> [TEXT EXTRACT]
Changes to Qualified Small Business Stock

If you read my newsletter regularly, you likely know that I love qualified small business stock. It feels like such a major tax hack for early-stage employees and investors, and apparently Congress agrees. Embedded in this document, as section 138150, is a little ditty on qualified small business stock:

This provision amends section 1202(a) to provide that the special 75% and 100% exclusion rates for gains realized from certain qualified small business stock will not apply to taxpayers with adjusted gross income equal or exceeding $400,000. The baseline 50% exclusion in 1202(a)(1) remains available for all taxpayers. The amendments made by this section apply to sales and exchanges after September 13, 2021, subject to a binding contract exception.

There are a lot of implications wrapped up into that paragraph. Today, if you hold qualifying stock for five years, sales of the stock are not federally taxable for the first $10M in gains. That’s effectively a $2M tax savings, if you can take advantage of the full exclusion. However, if this change goes through, that potential exclusion gets cut in half to $1M. This is bad news for founders and venture funds who are the most likely candidates to have major windfalls due to QSBS, given the extreme volumes of equity they tend to hold.

Still good news for employees participating in tender offers

The good news for employees is that you can still get some benefit out of this. If you keep your adjusted gross income (which is your W2 income, plus any other income you receive, like investment/capital gains income, net of losses) under $400K in a year that you make a QSBS sale, you’ll still get the full 100% exclusion. This is pretty restrictive, because it means you’ll have to do some pretty intense tax planning if you want to aim for those levels, and need to keep your AGI including the sale proceeds below that $400K mark, which limits the amount of QSBS benefit you can get significantly. That said, because organizations are staying private longer, and valuations are skyrocketing faster, many companies start offering internal secondary sales, also called tender offers, to help employees get liquidity sooner. Usually, these tender offers have restrictions on participation: you must have been with the company more than two years, you can only sell 10% of your vested shares, or other similar requirements. The limitation on the number of shares actually plays nicely into this QSBS tax planning -- it means you’re less likely to bump yourself over that $400K boundary, which means you get to keep that 100% exclusion.

What behaviors might this change?

The really interesting question to think through here, is what behaviors might change as a result of a rule change like this, and how might it affect venture capital and founder investment strategies?

Potentially reduced interest in early-stage investment? This feels like it could be the most profound implication here. Venture firms have been pushing larger checks earlier and earlier because the Tiger Globals of the world have been eating up growth investing returns everywhere. The growth market has gotten ultra-competitive, which has pushed other firms to raise bigger funds to deploy earlier, and the result is things like Andreessen Horowitz raising a $400M Seed fund. Venture firms like early stage investing because that’s where you find the huge returns. The payoff from being first money into the next Coinbase or the next Facebook is astronomical. 

But you still have to pay taxes on those returns. So when a fund reaches maturity, and has to start distributing capital, the funds could potentially produce 50% fewer returns, meaning early-stage venture, as an investment class, could end up being a lot less attractive to LPs.

> [INFORMATION GIVEN]
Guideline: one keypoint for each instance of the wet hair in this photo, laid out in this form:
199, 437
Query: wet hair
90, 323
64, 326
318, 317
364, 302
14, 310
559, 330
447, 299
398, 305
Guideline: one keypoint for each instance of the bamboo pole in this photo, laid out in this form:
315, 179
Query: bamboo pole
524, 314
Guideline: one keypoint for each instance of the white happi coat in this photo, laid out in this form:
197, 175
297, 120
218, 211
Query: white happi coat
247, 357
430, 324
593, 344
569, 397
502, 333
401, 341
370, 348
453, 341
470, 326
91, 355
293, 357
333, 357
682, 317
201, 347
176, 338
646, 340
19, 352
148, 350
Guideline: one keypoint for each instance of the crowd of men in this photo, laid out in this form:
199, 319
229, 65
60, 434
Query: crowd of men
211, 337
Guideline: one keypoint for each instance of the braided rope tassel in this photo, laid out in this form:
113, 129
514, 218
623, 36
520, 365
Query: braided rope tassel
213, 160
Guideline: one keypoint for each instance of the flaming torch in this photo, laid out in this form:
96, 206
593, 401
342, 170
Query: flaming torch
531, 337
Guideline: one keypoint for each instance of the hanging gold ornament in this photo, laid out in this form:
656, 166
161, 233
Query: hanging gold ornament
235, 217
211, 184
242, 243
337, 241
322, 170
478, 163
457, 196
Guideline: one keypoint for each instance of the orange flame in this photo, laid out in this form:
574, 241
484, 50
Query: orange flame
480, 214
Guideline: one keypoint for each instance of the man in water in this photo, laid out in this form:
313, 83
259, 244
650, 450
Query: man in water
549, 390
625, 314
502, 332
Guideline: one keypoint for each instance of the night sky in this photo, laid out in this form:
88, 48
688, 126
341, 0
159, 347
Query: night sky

> [REQUIRED WORK]
1. According to the text on qualified small business stock, at what adjusted gross income do the 75% and 100% exclusion rates stop applying?
2. List every company or investment firm named in the text on qualified small business stock.
3. Extend the text on qualified small business stock, picking up after its last sentence.
The records above come from a different source than the text on qualified small business stock.

> [WRITTEN RESPONSES]
1. They stop applying at an adjusted gross income of $400,000 or more.

2. Tiger Global, Andreessen Horowitz, Coinbase, Facebook

3.
Party rounds aren’t just an angel thing anymore? We might see the Seed market tighten up significantly, as venture firms recalculate how they should be constructing their portfolios, and focus their energies on the best return on invested capital, which might end up coming from later-stage investments (towards the B/C/D rounds) after the QSBS window has closed, but it’s easier to pick winners. It would be interesting to see if the party rounds that occur among angels early on in a company's life start showing up further out, with lots of well-respected venture firms putting in smaller checks, as everybody scrapes for allocation. This is definitely not something VCs would want, as they’ll tell you that small checks are just as much work for them as big checks, but with the extreme hockey stick valuations we see these days, maybe it can still be worth it?

Proliferation of the 1045 Exchange? If you’ve ever done a real estate transaction, there’s a good chance you’ve heard of the 1031 Exchange. A 1031 Exchange is essentially a like-for-like transaction, where you sell one piece of property and then purchase another similar piece of property within a certain timeframe, and if you do everything right, you can defer your capital gains taxes until you sell the newly-acquired property. The 1045 Exchange is very similar, but for QSBS investments. If you sell QSBS, and then acquire QSBS in a different company within 60 days of the sale, you can defer gains on the investment. This enables you to stretch the gains further, since each new investment gets a $10M maximum qualification. Between this tax rule, and crowdfunding becoming a more common way of raising early-stage capital, we might see QSBS and 1045 Exchanges become a more widespread, widely understood tax mechanism. However, that’s likely to also bring additional legislative scrutiny, as well.

Changes to Retirement Accounts

The reconciliation bill also includes a whole chunk of rule changes for retirement accounts, centered heavily around the wealthy (perhaps these will come to be known as the Peter Thiel rules), but in reality, they’re likely to affect a large swath of tech workers, especially once you get to the realm of Bay Area dual-income households.

Rule Change #1 - Contribution limits on high-balance, high-income taxpayers: The first change makes it so taxpayers with more than $10M in IRA balances (across Roths and traditional IRAs) can’t contribute more into the IRA if they make more than $400K (or $450K as a married couple). This seems very squarely aimed at the Peter Thiel types, who have extremely large retirement account balances. There’s a handful of ways that people generally seem to accumulate large IRA balances:

  • Alternative investments: Think private company stock, cryptocurrency, real estate, art, but in your retirement account. It’s not the easiest thing in the world to do, but you can do this with self-directed IRAs (SD IRAs), which is exactly how Peter Thiel amassed his $5B retirement savings. Realistically, this is probably the only way people are going to cross $10M in a retirement account, unless they’re on Robinhood trading options out of their IRA.

  • Roth 401(k) contributions: This is a relatively new mechanism, since Roth 401(k) contributions have only been possible since 2006, but between employer and employee contributions, you could amass $57K in Roth contributions per year with this strategy.

  • Roth conversions: One of the lesser known tax rules is that you can recharacterize funds in a traditional IRA as Roth contributions, if you pay income tax on the IRA funds. This is called a Roth conversion. There are some wild tricks that people use to perform what are known as “Mega Backdoor Roth Conversions,” (yes, the name is ridiculous, and yes, this is actually what people call them) which involves making after-tax contributions to a 401(k) (which isn’t allowed by every 401(k) administrator), and then performing an in-service distribution to a Roth IRA. Remember this one for later, because it’ll come up again shortly.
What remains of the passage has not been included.